#### STATED EXERCISE:
Please count the lines in the material below that contain the string "trousers", treating uppercase and lowercase as different, and reply with only that number.

## start SUPPLIED DATA

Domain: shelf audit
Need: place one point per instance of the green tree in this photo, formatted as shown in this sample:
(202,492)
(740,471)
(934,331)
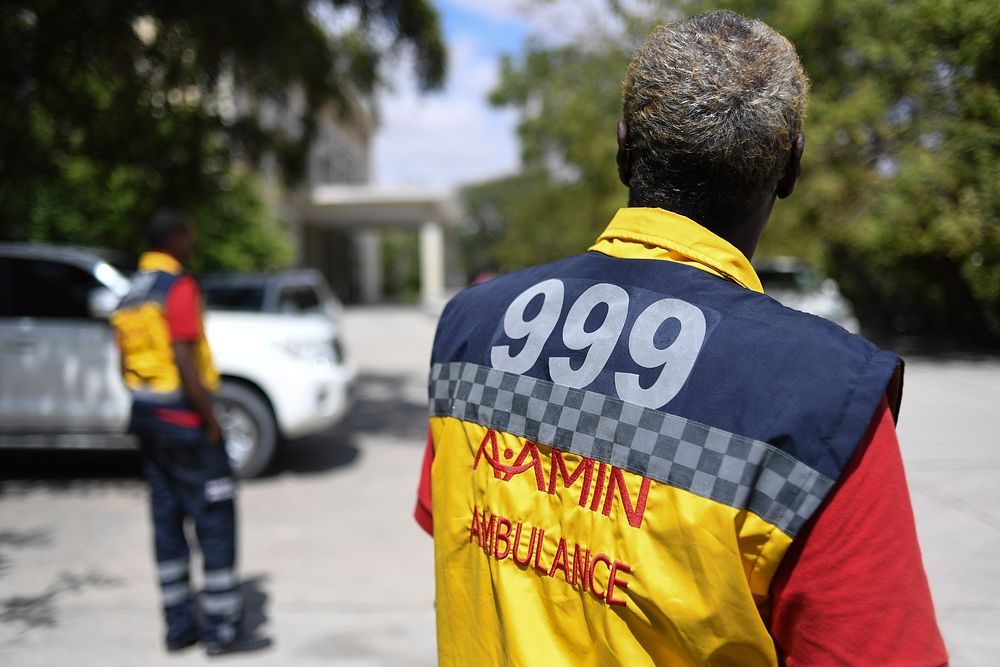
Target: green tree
(114,107)
(900,192)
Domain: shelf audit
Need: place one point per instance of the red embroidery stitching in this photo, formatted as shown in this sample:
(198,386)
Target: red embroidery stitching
(600,493)
(488,533)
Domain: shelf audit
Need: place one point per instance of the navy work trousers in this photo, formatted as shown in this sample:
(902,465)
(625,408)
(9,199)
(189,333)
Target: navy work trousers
(190,478)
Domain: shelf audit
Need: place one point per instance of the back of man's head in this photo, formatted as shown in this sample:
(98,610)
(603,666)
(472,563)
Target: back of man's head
(163,225)
(714,106)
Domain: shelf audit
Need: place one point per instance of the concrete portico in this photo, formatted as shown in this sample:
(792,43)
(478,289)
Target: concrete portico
(361,213)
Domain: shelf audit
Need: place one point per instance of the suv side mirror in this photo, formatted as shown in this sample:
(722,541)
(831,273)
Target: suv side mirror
(101,302)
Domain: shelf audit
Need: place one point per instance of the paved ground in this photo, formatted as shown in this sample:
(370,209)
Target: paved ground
(338,572)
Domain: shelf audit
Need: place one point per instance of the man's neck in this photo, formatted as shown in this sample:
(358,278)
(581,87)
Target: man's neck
(743,231)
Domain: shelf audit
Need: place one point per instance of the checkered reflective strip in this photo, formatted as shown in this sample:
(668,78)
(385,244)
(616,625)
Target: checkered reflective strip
(728,468)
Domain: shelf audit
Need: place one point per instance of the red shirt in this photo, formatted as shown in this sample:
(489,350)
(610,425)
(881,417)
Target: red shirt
(183,310)
(852,589)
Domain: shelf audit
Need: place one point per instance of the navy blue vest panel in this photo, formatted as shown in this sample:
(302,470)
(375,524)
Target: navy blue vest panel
(763,371)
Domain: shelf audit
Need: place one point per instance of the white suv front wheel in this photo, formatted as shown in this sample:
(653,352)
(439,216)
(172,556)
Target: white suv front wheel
(248,428)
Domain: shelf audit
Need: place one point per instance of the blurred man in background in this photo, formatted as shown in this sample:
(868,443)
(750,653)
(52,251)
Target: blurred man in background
(167,365)
(635,456)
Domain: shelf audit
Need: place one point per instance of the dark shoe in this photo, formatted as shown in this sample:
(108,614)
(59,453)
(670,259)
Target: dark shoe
(238,645)
(180,644)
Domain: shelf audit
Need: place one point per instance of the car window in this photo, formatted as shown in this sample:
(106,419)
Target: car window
(5,289)
(298,299)
(43,288)
(233,297)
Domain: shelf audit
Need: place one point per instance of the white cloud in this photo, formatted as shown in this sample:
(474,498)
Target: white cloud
(455,137)
(448,138)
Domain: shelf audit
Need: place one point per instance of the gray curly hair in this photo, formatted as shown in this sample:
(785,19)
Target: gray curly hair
(714,105)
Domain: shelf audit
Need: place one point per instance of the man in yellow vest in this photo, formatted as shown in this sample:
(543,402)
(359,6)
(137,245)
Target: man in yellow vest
(167,366)
(635,456)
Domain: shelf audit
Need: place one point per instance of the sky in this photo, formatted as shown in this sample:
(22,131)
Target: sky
(453,137)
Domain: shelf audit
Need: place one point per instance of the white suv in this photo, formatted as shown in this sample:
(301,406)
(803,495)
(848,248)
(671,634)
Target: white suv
(283,376)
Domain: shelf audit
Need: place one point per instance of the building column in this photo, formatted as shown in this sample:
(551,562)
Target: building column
(369,244)
(431,263)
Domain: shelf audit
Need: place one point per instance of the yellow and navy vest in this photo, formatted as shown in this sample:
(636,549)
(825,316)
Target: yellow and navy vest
(625,449)
(144,338)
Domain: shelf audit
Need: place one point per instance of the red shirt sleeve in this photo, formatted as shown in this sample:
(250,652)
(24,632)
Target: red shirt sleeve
(183,310)
(422,512)
(852,589)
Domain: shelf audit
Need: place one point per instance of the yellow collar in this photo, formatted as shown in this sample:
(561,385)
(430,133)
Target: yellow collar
(154,260)
(653,233)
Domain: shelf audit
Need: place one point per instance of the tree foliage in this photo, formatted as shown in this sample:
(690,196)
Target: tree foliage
(112,107)
(900,192)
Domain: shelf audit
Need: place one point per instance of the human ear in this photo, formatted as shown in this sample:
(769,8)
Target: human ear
(624,156)
(786,184)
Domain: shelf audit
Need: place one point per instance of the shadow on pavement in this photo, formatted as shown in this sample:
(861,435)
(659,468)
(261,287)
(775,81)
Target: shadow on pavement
(68,470)
(388,404)
(254,603)
(42,609)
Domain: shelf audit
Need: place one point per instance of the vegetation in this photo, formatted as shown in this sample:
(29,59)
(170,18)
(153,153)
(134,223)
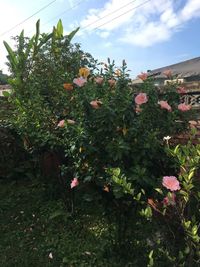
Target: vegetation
(106,172)
(3,78)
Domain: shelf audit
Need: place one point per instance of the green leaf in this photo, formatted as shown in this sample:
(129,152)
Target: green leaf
(56,214)
(6,94)
(12,57)
(37,32)
(116,172)
(59,29)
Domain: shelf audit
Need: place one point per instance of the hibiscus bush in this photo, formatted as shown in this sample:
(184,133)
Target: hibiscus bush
(106,134)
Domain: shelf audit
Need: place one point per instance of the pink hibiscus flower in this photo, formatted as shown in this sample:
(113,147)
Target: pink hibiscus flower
(167,73)
(143,76)
(171,183)
(71,122)
(141,98)
(183,107)
(74,183)
(181,90)
(96,104)
(112,82)
(138,109)
(61,123)
(164,105)
(169,200)
(79,81)
(99,80)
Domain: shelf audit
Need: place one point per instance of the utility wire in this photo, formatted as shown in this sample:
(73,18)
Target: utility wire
(65,11)
(41,9)
(142,4)
(107,15)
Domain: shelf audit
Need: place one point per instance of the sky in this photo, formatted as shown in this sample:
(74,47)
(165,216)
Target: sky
(148,34)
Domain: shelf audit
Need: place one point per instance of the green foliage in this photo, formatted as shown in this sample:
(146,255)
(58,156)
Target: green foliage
(3,78)
(65,103)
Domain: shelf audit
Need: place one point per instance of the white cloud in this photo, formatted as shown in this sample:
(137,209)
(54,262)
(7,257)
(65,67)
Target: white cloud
(145,23)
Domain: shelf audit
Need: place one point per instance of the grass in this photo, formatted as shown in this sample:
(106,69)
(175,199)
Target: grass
(33,228)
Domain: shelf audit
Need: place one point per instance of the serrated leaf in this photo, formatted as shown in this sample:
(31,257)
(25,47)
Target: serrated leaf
(71,35)
(6,93)
(59,29)
(56,214)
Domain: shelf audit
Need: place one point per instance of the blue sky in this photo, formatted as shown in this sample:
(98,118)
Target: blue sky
(146,33)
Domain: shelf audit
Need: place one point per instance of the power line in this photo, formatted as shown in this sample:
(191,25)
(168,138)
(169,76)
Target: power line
(65,11)
(41,9)
(122,14)
(107,15)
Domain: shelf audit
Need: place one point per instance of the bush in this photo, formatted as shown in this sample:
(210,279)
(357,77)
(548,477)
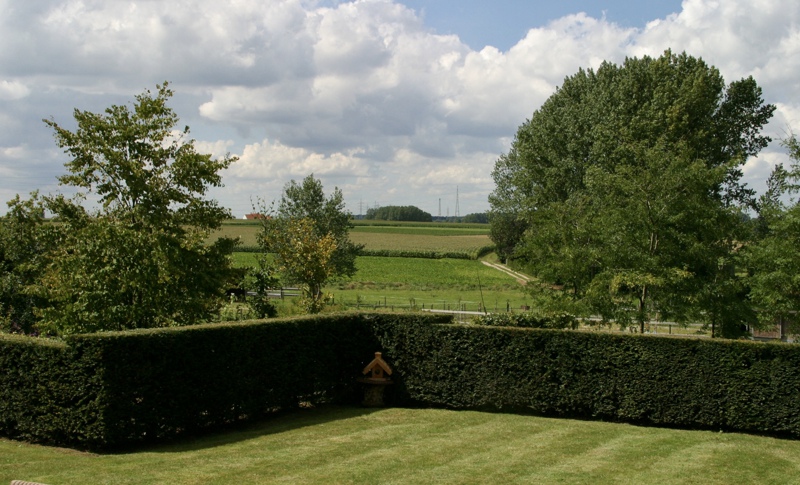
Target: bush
(116,389)
(693,383)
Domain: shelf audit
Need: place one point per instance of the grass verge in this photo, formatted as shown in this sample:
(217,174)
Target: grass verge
(353,445)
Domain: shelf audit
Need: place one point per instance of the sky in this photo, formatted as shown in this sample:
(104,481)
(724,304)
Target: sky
(406,102)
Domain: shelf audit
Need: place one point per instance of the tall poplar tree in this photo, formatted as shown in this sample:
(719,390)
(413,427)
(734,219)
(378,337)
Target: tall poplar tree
(628,180)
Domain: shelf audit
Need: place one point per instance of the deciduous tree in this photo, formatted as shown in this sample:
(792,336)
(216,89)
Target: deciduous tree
(140,259)
(774,259)
(309,235)
(628,178)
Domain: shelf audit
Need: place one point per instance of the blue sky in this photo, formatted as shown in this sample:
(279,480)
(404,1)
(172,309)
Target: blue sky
(395,102)
(503,23)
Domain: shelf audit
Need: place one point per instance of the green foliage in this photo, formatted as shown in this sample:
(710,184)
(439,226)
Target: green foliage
(773,260)
(114,389)
(507,229)
(528,320)
(418,253)
(140,260)
(261,279)
(309,236)
(398,213)
(49,391)
(692,383)
(626,185)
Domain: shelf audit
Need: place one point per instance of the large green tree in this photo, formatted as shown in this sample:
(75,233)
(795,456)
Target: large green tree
(628,179)
(140,258)
(309,235)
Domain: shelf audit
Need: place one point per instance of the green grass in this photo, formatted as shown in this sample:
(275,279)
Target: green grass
(429,283)
(411,236)
(406,446)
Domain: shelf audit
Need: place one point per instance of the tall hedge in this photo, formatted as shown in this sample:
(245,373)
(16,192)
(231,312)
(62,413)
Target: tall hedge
(111,390)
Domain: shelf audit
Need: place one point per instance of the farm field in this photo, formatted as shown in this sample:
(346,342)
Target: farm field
(464,236)
(393,445)
(416,282)
(452,284)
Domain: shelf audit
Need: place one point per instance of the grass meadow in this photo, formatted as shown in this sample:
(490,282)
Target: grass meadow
(409,446)
(412,282)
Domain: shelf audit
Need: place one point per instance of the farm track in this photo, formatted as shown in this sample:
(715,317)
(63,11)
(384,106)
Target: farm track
(521,278)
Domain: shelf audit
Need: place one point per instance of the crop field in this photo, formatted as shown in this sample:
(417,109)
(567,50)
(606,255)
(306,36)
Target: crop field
(421,236)
(402,282)
(449,284)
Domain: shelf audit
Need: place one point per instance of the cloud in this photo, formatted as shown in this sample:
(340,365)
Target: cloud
(361,93)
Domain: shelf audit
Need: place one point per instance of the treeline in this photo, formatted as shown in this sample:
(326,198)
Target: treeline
(399,213)
(623,196)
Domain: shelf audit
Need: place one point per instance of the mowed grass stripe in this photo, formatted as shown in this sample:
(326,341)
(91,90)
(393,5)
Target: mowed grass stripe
(354,445)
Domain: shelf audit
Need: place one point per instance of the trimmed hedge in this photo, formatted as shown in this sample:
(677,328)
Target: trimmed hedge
(528,320)
(424,254)
(706,384)
(404,253)
(116,389)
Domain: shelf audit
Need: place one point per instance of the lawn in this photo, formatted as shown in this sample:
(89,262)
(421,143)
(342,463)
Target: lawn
(418,235)
(407,446)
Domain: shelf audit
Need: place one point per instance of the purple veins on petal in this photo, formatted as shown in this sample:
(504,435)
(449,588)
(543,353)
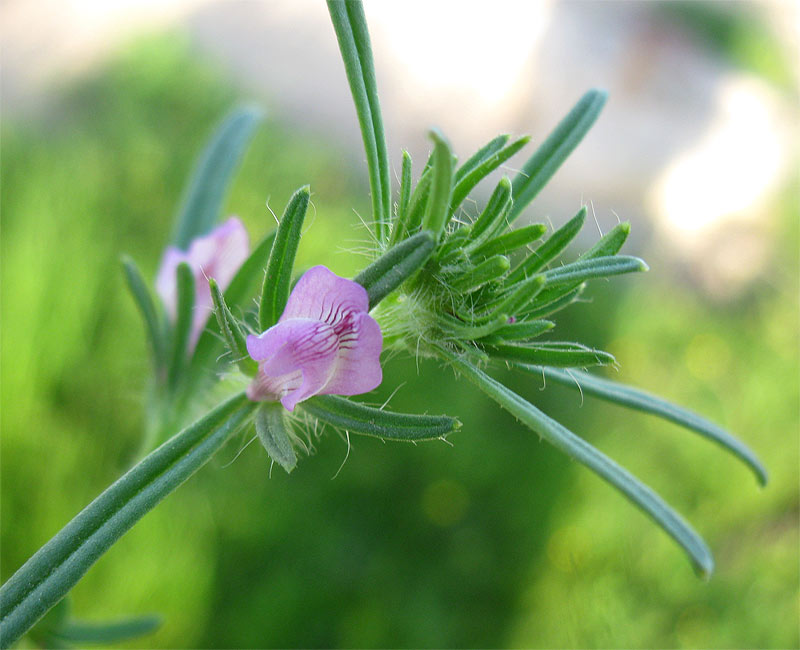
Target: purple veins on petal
(324,343)
(218,255)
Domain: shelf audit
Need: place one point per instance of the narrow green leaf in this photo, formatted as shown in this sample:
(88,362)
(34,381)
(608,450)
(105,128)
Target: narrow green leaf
(395,266)
(552,247)
(232,332)
(274,436)
(598,267)
(560,355)
(81,632)
(208,185)
(278,278)
(555,149)
(489,270)
(521,295)
(55,568)
(519,331)
(437,213)
(359,418)
(567,442)
(640,400)
(469,181)
(552,300)
(238,296)
(405,186)
(610,243)
(182,329)
(453,246)
(511,241)
(492,219)
(350,25)
(418,201)
(144,301)
(480,156)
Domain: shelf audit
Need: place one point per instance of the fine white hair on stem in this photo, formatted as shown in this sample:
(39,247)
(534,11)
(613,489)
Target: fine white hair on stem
(274,216)
(346,456)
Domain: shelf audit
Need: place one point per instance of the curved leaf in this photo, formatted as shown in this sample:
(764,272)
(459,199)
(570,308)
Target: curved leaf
(567,442)
(56,567)
(640,400)
(202,202)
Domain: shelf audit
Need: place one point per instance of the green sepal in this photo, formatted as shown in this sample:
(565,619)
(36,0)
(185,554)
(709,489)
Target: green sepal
(274,434)
(518,331)
(487,271)
(58,565)
(278,277)
(182,329)
(209,182)
(511,241)
(574,447)
(144,301)
(560,355)
(492,219)
(598,267)
(551,248)
(232,332)
(639,400)
(481,155)
(466,184)
(540,167)
(454,328)
(369,421)
(396,266)
(437,212)
(350,25)
(108,632)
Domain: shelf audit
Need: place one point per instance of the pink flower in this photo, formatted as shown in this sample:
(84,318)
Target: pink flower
(324,343)
(218,255)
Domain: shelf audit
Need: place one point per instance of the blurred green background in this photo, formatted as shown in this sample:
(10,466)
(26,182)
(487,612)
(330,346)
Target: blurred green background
(495,541)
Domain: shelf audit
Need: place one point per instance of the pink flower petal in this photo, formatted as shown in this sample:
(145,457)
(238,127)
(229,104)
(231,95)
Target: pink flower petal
(322,295)
(358,366)
(325,342)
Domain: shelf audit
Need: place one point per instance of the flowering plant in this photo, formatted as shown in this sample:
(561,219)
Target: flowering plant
(473,294)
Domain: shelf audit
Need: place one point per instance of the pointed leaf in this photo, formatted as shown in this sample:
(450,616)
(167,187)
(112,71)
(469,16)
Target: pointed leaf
(47,577)
(183,323)
(232,332)
(366,420)
(437,213)
(556,149)
(599,267)
(350,25)
(480,156)
(466,184)
(561,355)
(552,247)
(395,266)
(567,442)
(278,278)
(208,185)
(639,400)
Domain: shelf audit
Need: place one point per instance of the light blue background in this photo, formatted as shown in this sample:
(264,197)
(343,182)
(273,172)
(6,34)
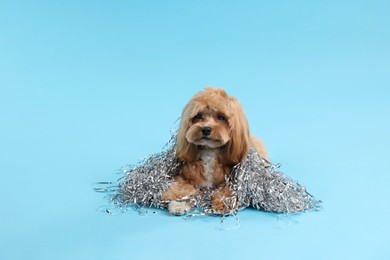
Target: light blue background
(89,86)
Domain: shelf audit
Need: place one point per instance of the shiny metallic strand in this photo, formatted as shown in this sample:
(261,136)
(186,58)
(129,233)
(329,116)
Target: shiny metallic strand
(255,183)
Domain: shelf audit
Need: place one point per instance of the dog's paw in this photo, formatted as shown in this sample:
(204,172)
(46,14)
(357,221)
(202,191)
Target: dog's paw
(179,208)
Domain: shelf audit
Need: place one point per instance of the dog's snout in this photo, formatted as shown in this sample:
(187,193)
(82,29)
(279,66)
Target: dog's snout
(206,131)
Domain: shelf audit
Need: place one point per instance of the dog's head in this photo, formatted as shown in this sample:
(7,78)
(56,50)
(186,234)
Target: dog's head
(214,120)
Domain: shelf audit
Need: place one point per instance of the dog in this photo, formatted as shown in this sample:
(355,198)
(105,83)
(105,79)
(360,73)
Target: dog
(212,138)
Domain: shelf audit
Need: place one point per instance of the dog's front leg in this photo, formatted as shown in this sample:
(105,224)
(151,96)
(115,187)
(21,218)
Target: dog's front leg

## end SUPPLIED DATA

#### PROBLEM SOLUTION:
2